* _Raw records_
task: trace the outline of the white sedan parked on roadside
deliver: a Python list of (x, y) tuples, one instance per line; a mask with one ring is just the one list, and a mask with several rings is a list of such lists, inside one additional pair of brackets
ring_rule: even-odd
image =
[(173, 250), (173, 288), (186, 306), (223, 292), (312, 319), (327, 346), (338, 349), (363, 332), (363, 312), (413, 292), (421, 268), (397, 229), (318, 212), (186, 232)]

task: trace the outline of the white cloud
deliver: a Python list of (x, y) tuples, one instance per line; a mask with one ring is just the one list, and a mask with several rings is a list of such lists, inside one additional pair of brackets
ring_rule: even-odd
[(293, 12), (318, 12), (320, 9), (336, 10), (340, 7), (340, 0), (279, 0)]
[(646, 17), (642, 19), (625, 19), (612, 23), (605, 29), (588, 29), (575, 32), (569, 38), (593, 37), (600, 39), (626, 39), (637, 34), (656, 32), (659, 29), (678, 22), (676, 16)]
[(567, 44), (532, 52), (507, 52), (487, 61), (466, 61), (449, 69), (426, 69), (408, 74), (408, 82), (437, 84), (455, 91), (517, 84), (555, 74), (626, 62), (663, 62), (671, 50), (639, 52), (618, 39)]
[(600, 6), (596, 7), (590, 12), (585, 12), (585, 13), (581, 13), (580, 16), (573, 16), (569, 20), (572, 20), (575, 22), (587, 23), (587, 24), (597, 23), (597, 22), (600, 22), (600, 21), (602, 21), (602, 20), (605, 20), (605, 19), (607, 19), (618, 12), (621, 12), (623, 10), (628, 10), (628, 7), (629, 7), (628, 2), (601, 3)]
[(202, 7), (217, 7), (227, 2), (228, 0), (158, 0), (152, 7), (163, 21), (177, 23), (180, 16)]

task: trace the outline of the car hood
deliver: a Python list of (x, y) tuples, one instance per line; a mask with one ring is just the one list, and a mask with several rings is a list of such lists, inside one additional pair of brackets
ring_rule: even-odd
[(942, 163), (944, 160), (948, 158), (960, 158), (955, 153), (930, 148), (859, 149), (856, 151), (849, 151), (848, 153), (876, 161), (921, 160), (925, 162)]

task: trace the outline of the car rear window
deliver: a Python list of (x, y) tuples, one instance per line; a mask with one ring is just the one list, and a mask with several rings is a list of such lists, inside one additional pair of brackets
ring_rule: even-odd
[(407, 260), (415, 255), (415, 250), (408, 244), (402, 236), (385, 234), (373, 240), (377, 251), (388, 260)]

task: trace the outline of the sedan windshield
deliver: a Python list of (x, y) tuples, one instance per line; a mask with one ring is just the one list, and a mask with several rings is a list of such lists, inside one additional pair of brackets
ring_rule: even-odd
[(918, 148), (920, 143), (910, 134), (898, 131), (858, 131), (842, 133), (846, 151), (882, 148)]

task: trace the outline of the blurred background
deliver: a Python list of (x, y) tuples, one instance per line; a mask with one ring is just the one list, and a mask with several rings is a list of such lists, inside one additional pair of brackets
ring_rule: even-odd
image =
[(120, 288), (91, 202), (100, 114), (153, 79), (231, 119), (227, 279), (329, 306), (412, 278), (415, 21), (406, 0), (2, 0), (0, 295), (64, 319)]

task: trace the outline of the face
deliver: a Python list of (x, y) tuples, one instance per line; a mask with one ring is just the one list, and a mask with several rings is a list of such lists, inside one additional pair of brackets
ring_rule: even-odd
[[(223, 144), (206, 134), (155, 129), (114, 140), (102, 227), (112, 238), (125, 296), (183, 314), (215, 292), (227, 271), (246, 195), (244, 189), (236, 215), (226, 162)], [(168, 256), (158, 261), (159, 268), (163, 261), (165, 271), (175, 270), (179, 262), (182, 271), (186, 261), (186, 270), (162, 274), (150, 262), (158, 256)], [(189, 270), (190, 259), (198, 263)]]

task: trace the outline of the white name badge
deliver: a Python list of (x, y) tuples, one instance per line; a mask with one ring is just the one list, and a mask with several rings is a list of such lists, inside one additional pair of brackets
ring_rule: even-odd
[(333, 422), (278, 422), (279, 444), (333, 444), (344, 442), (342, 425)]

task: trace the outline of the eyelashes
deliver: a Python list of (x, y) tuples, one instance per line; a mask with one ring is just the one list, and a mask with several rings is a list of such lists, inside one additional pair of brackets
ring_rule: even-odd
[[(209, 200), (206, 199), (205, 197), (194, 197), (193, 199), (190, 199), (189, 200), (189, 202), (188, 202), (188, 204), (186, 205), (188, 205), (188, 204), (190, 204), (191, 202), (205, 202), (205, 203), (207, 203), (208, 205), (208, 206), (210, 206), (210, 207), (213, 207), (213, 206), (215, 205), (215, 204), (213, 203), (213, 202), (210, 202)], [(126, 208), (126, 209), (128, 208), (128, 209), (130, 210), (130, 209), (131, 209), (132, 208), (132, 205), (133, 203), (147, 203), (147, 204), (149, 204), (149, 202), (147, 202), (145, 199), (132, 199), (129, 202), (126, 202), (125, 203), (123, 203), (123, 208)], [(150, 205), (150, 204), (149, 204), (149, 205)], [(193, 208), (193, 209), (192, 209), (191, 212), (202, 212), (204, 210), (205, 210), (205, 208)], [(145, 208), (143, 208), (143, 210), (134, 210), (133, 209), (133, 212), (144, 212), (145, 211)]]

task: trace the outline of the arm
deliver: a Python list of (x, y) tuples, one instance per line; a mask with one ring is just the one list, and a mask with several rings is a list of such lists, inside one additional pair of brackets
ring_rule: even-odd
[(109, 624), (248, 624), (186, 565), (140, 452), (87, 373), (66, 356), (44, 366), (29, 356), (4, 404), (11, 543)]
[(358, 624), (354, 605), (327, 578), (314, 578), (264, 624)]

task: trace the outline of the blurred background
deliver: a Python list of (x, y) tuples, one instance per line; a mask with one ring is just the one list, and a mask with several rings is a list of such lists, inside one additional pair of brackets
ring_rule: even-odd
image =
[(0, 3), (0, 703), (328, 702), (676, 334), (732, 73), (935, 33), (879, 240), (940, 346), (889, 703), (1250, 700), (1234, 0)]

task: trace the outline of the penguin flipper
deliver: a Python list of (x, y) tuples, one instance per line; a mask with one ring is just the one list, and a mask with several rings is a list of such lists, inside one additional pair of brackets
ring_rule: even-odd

* _Task requirements_
Write out the listing once more, matching it exactly.

* _Solution to this task_
task: trace the outline of the white sedan parked on roadside
deliver: a Python list of (x, y) tuples, one instance per line; a mask with one ring is just the one list, and a mask with several rings is a list of such lists, inside one additional pair of brackets
ring_rule: even-odd
image =
[(173, 250), (173, 288), (186, 306), (223, 292), (312, 319), (327, 346), (338, 349), (363, 332), (363, 312), (413, 292), (421, 268), (397, 229), (318, 212), (186, 232)]

task: trace the outline of the white cloud
deliver: a Python list of (x, y) tuples, one instance per line; a mask with one ring is just the one list, and a mask with several rings is a list of such lists, inside one additional pair of brackets
ring_rule: even-odd
[(293, 12), (318, 12), (320, 9), (336, 10), (340, 7), (340, 0), (279, 0)]
[(646, 17), (642, 19), (625, 19), (612, 23), (605, 29), (588, 29), (575, 32), (569, 38), (593, 37), (600, 39), (626, 39), (637, 34), (656, 32), (659, 29), (678, 22), (676, 16)]
[(567, 44), (532, 52), (507, 52), (487, 61), (466, 61), (449, 69), (426, 69), (408, 74), (408, 82), (437, 84), (455, 91), (517, 84), (555, 74), (626, 62), (663, 62), (671, 50), (639, 52), (618, 39)]
[(600, 6), (596, 7), (590, 12), (585, 12), (585, 13), (581, 13), (580, 16), (573, 16), (569, 20), (572, 20), (575, 22), (587, 23), (587, 24), (597, 23), (597, 22), (600, 22), (600, 21), (602, 21), (602, 20), (605, 20), (605, 19), (607, 19), (618, 12), (621, 12), (623, 10), (628, 10), (628, 7), (629, 7), (628, 2), (601, 3)]
[(202, 7), (217, 7), (227, 2), (228, 0), (158, 0), (152, 7), (163, 21), (177, 23), (180, 16)]

task: trace the outline of the car hood
deliver: a Python list of (x, y) tuples, one instance per line; a mask with one ring is just the one list, and a mask with several rings is a list of such lists, inside one additional pair of brackets
ring_rule: even-odd
[(942, 163), (944, 160), (948, 158), (960, 158), (955, 153), (930, 148), (859, 149), (856, 151), (849, 151), (848, 153), (876, 161), (921, 160), (925, 162)]

task: trace the outline of the car rear window
deliver: a Python list of (x, y) tuples, one instance per line; a mask with one ring is just the one list, and a mask with several rings is a list of such lists, inside one additional pair of brackets
ring_rule: even-odd
[(407, 260), (415, 255), (415, 250), (408, 244), (402, 236), (385, 234), (373, 240), (377, 251), (388, 260)]

task: trace the outline of the sedan windshield
deliver: a Python list of (x, y) tuples, one instance per line; a mask with one ring is just the one list, and a mask with several rings is a list of such lists, inside one additional pair of brackets
ring_rule: even-odd
[(918, 148), (920, 143), (910, 134), (898, 131), (858, 131), (842, 133), (846, 151), (882, 148)]

task: trace the outline of the blurred background
deliver: a Python list of (x, y) tuples, one instance per line; a mask with one ring is just the one list, and a mask with several rings is a list of such lists, inside one additional pair of brackets
ring_rule: even-odd
image =
[(120, 288), (91, 202), (100, 114), (153, 79), (231, 119), (227, 279), (329, 306), (412, 278), (415, 21), (406, 0), (2, 0), (0, 295), (64, 319)]

task: trace the outline of the face
deliver: a Python list of (x, y) tuples, one instance per line; a mask with one ring is just the one list, and a mask with several rings is a list of such lists, inside one additional pair of brackets
ring_rule: even-odd
[[(223, 144), (206, 134), (155, 129), (114, 140), (102, 227), (112, 238), (125, 296), (183, 314), (215, 292), (227, 271), (246, 195), (244, 189), (236, 215), (226, 162)], [(168, 256), (158, 261), (159, 268), (163, 261), (165, 271), (175, 270), (179, 262), (182, 271), (186, 261), (186, 270), (162, 274), (150, 262), (158, 256)], [(189, 270), (190, 259), (198, 263)]]

task: trace the outline of the white name badge
deliver: a Python list of (x, y) tuples, one instance per line; a mask with one ring is just the one list, and a mask with several rings is a list of such lists, inside one additional pair of brackets
ring_rule: even-odd
[(333, 422), (278, 422), (279, 444), (333, 444), (344, 442), (342, 425)]

task: trace the outline of the eyelashes
deliver: a Python list of (x, y) tuples, one instance per line; a mask with one ring is just the one list, and a mask with several rings is a list of such lists, inside one additional pair of brackets
ring_rule: even-odd
[[(209, 200), (206, 199), (205, 197), (194, 197), (193, 199), (190, 199), (189, 200), (189, 202), (188, 202), (188, 204), (186, 205), (188, 205), (188, 204), (190, 204), (191, 202), (205, 202), (205, 203), (207, 203), (208, 205), (208, 206), (210, 206), (210, 207), (213, 207), (213, 206), (215, 205), (215, 204), (213, 203), (213, 202), (210, 202)], [(126, 208), (126, 209), (128, 208), (128, 209), (130, 210), (130, 209), (131, 209), (132, 208), (132, 205), (133, 203), (147, 203), (147, 204), (149, 204), (149, 202), (147, 202), (145, 199), (132, 199), (129, 202), (126, 202), (125, 203), (123, 203), (123, 208)], [(150, 205), (150, 204), (149, 204), (149, 205)], [(193, 208), (193, 209), (192, 209), (191, 212), (202, 212), (204, 210), (205, 210), (205, 208)], [(145, 208), (143, 208), (143, 210), (134, 210), (133, 209), (133, 212), (144, 212), (145, 211)]]

task: trace the outline of the arm
deliver: a Python list of (x, y) tuples, one instance per line; a mask with one ring is just the one list, and a mask with several rings is a list of such lists, inside one additional pair of brackets
ring_rule: even-odd
[(109, 624), (248, 624), (186, 565), (140, 452), (87, 373), (66, 356), (44, 366), (29, 356), (4, 404), (11, 543)]
[(358, 624), (354, 605), (327, 578), (314, 578), (264, 624)]

task: trace the outline of the blurred background
deliver: a Python list of (x, y) tuples, one instance per line; a mask with one ring is just the one list, and a mask with several rings is a list of such lists, inside one additional pair of brackets
ring_rule: even-odd
image =
[(0, 3), (0, 703), (328, 702), (676, 334), (732, 73), (935, 33), (879, 240), (940, 346), (889, 703), (1250, 700), (1234, 0)]

task: trace the outline of the penguin flipper
deliver: a Python list of (x, y) tuples, one instance per line; a mask with one ring is just the one list, and a mask with several rings is a list of such lists, inside one additional pair of brackets
ring_rule: even-odd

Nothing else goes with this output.